PROBLEM DESCRIPTION |
Starting with the line containing "Reviewer note: check that each instance of the dry" and going on through the end of the listing, reproduce those lines with "Reviewer note" replaced by "QA note" and everything else left unchanged.

DATA FOR PROCESSING |
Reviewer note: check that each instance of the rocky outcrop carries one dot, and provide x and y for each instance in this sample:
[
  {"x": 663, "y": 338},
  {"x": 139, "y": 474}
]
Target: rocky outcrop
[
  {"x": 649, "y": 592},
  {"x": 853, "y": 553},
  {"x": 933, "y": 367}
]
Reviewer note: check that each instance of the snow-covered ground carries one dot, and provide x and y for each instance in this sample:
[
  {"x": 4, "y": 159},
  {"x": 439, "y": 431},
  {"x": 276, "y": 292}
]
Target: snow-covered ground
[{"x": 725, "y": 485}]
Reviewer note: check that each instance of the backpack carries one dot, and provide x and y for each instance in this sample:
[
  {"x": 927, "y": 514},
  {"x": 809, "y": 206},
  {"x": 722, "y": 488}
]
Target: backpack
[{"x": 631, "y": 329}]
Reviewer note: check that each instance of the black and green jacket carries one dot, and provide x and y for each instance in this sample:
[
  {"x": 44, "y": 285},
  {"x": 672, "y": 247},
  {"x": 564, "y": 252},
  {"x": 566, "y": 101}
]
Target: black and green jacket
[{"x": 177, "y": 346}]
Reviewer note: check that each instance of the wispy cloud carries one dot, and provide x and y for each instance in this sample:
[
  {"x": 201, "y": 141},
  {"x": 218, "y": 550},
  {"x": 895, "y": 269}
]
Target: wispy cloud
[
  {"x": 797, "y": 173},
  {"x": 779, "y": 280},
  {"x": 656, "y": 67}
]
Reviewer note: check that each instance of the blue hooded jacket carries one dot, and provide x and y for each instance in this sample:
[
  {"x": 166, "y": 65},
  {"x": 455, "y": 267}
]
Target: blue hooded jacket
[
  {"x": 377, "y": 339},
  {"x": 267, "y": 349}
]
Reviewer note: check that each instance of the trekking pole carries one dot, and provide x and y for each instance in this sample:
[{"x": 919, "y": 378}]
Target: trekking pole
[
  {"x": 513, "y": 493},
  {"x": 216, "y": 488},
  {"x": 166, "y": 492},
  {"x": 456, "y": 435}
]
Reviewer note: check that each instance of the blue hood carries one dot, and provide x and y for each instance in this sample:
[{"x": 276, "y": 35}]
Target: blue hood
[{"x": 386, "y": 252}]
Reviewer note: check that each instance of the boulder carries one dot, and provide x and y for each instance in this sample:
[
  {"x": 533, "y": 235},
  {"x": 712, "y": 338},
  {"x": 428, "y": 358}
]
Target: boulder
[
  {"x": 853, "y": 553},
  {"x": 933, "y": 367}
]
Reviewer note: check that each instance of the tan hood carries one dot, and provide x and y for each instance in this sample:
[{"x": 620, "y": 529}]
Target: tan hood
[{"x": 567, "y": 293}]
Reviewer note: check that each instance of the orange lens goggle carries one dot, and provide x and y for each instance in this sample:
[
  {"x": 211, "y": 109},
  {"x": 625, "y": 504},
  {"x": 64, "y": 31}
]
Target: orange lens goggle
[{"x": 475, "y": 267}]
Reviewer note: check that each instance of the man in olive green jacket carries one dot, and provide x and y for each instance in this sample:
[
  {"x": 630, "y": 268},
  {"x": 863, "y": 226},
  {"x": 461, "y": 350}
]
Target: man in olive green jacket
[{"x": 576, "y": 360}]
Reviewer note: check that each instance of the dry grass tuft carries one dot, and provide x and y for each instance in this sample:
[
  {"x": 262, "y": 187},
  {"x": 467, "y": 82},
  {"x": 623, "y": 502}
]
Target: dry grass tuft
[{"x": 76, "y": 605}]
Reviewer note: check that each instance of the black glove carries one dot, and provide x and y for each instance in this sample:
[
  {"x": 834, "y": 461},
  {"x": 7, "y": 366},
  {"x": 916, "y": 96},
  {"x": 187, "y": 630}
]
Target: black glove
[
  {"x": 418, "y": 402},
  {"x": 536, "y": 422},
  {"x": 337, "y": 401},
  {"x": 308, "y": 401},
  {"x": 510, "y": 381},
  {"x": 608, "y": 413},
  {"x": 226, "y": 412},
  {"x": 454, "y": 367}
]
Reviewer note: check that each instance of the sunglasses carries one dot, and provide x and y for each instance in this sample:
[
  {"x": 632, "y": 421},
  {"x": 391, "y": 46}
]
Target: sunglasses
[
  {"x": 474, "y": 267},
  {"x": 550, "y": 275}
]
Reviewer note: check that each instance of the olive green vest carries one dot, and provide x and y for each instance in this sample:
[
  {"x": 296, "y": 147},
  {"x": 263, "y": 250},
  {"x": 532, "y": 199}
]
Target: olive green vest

FULL ANSWER |
QA note: check that each instance of the dry grass tuft carries one dot, and provide x and y for each instance in this sample:
[
  {"x": 262, "y": 187},
  {"x": 467, "y": 82},
  {"x": 623, "y": 502}
]
Target: dry grass tuft
[{"x": 76, "y": 605}]
QA note: check that each instance of the black glove carries one dot, and provide x and y for each instance in this sample:
[
  {"x": 834, "y": 461},
  {"x": 7, "y": 366},
  {"x": 916, "y": 96},
  {"x": 187, "y": 630}
]
Target: black glove
[
  {"x": 418, "y": 402},
  {"x": 536, "y": 422},
  {"x": 337, "y": 401},
  {"x": 308, "y": 401},
  {"x": 510, "y": 381},
  {"x": 608, "y": 413},
  {"x": 226, "y": 412},
  {"x": 454, "y": 367}
]
QA note: check that each instance of the sunglasses carries one dot, and provide x and y for each instance in this sample:
[
  {"x": 632, "y": 421},
  {"x": 391, "y": 46}
]
Target: sunglasses
[
  {"x": 474, "y": 267},
  {"x": 550, "y": 275}
]
QA note: check that each instance of the olive green vest carries one dot, and provide x and y for each instance in this sample:
[
  {"x": 296, "y": 147},
  {"x": 263, "y": 250},
  {"x": 532, "y": 199}
]
Target: olive green vest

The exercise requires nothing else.